TEXT FOR ANALYSIS
┌────────

With demand for homes strengthening in England, Greater London and the South East have emerged as the fastest-growing regions for house prices, according to e.surv House Price Index for October.
The annual growth in house prices in Greater London was 7.3 per cent while that of South East was 4.3 per cent. One of the features of the period after the first Lockdown from March to May 2020 was the return of the “London Effect”, with Greater London and the South East boosting average prices.
These positive movements in price, which are happening despite the negativity of the coronavirus pandemic, have been attributed to the stimulus of the temporary holiday in stamp duty in England, plus the desire by some to upgrade their homes to cope with the restrictions in lifestyle imposed by the lockdowns.
On an annual basis, London prices in September 2020 rose by some £43,840, a rate of growth last seen in the first quarter of 2016 when price growth peaked at 13.6 per cent. This was the month immediately prior to the introduction of the higher (3 per cent) rates of stamp duty for purchases of additional residential properties. “There is little doubt that the rise in prices seen in London and the South East in September 2020 have similarly been influenced by the temporary stamp duty holiday announced,” the e.surv report said.

└────────

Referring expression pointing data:
┌────────

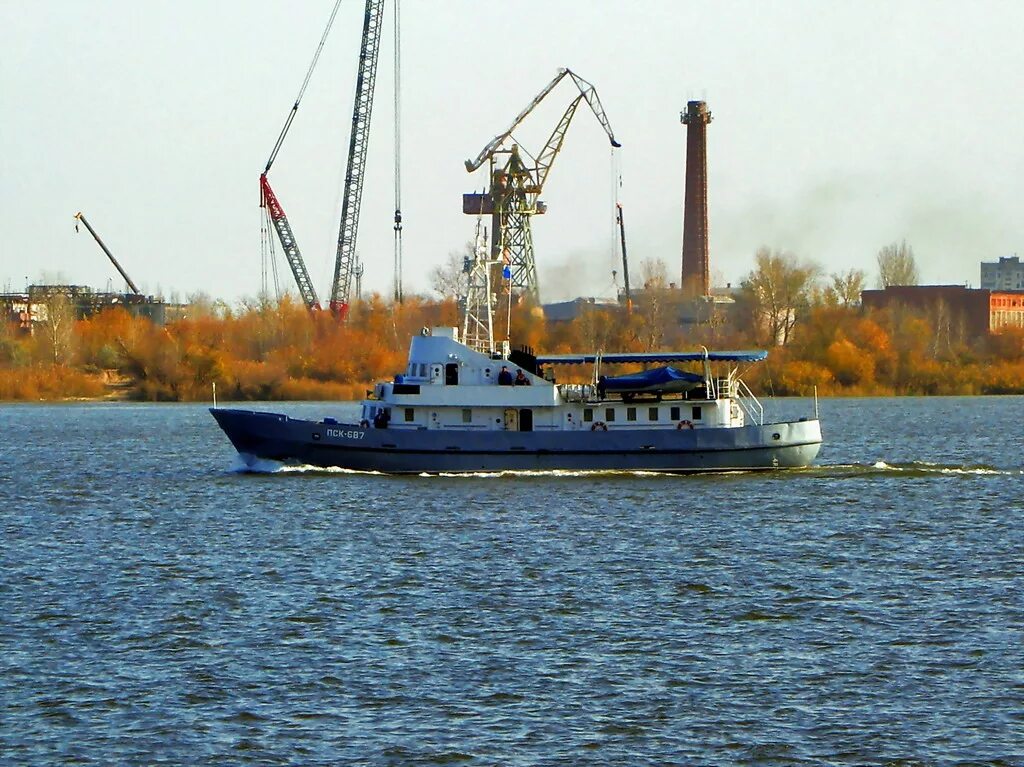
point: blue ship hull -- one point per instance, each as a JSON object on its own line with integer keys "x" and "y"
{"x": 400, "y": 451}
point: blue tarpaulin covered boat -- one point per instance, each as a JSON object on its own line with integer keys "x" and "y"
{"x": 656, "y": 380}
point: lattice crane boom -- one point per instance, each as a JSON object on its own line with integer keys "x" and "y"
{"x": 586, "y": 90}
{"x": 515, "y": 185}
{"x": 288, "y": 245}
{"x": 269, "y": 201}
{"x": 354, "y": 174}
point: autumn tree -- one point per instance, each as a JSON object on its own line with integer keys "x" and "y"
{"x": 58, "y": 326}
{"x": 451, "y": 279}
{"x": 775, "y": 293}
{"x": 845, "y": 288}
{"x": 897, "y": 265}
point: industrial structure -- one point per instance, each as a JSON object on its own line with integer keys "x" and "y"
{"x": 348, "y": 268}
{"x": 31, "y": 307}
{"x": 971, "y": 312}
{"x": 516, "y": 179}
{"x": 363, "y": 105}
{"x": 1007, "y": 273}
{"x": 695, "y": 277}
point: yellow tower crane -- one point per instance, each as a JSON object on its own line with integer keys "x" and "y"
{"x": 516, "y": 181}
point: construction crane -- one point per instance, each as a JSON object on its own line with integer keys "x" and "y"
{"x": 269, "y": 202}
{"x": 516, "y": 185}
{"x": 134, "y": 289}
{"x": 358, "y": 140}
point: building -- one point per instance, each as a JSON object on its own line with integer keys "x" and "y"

└────────

WORK INSTRUCTION
According to the text on house prices, what was the annual growth in house prices in Greater London? The records play no part in what is asked here.

OUTPUT OF THE EXERCISE
7.3 per cent